# Work task
Among the records, how many lines carry the string "instance"? Give that number with nothing added.

[Data — start]

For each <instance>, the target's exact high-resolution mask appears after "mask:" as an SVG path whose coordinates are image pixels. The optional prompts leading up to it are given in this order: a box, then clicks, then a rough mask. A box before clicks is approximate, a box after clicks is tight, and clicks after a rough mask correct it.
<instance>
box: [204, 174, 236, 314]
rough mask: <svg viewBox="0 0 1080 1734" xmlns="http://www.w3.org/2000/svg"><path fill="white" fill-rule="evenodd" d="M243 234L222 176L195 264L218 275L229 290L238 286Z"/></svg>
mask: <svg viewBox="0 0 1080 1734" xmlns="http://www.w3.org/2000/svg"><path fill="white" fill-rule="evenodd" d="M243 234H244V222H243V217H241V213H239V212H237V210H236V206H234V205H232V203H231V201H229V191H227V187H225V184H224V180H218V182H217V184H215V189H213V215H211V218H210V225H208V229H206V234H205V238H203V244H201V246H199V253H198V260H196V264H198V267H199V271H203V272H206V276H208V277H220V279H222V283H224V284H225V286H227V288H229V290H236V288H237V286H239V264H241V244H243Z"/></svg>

[Data — finish]

# Response
2